§ WHAT THIS TASK INVOLVES: Lines with "cloud": pull these out of the listing below.

§ ENTRIES SHOWN:
>>>>
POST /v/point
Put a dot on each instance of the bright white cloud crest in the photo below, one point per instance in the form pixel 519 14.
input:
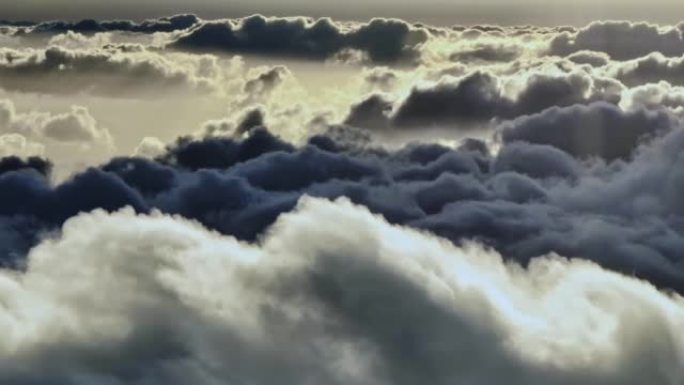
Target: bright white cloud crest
<<<<
>>>>
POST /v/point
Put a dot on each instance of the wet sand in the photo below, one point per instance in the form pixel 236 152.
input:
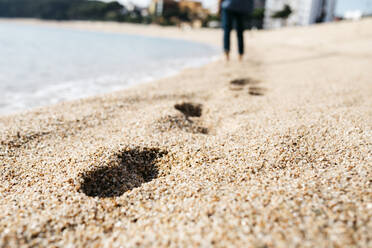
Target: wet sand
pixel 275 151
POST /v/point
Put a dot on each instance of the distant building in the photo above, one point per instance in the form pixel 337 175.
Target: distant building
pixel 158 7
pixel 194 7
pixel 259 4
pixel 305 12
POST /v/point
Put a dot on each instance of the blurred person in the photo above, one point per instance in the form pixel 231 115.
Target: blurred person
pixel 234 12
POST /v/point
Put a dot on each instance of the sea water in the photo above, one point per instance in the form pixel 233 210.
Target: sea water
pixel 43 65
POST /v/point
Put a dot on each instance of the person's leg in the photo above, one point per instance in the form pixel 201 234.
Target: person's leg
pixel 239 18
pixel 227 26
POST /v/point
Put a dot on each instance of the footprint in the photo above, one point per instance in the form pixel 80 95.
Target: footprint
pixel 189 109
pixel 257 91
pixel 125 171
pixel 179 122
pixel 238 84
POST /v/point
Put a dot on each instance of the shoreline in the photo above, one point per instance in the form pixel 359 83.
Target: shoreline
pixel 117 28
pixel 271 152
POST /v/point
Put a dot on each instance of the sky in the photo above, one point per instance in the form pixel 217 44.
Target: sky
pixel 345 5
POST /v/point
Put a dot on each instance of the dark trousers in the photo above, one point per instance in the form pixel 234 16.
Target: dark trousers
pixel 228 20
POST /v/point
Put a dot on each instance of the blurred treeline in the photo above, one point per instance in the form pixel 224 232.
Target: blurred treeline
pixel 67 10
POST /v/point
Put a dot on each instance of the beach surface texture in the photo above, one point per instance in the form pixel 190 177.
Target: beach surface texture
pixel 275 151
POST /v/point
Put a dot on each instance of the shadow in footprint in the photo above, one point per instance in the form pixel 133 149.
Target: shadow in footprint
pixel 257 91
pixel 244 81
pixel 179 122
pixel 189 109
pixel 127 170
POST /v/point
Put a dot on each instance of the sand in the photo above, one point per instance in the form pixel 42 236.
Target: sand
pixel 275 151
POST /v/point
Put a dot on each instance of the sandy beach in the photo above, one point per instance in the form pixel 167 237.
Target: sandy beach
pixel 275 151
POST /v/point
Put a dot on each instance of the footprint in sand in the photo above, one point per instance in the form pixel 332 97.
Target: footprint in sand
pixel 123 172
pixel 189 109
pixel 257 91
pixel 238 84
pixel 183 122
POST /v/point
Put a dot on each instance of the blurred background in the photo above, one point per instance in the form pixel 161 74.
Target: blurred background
<<<<
§ SOLUTION TO THIS EXERCISE:
Put a dot on each instance of the bright white cloud crest in the photo below, one point per instance in the form pixel 519 14.
Target: bright white cloud crest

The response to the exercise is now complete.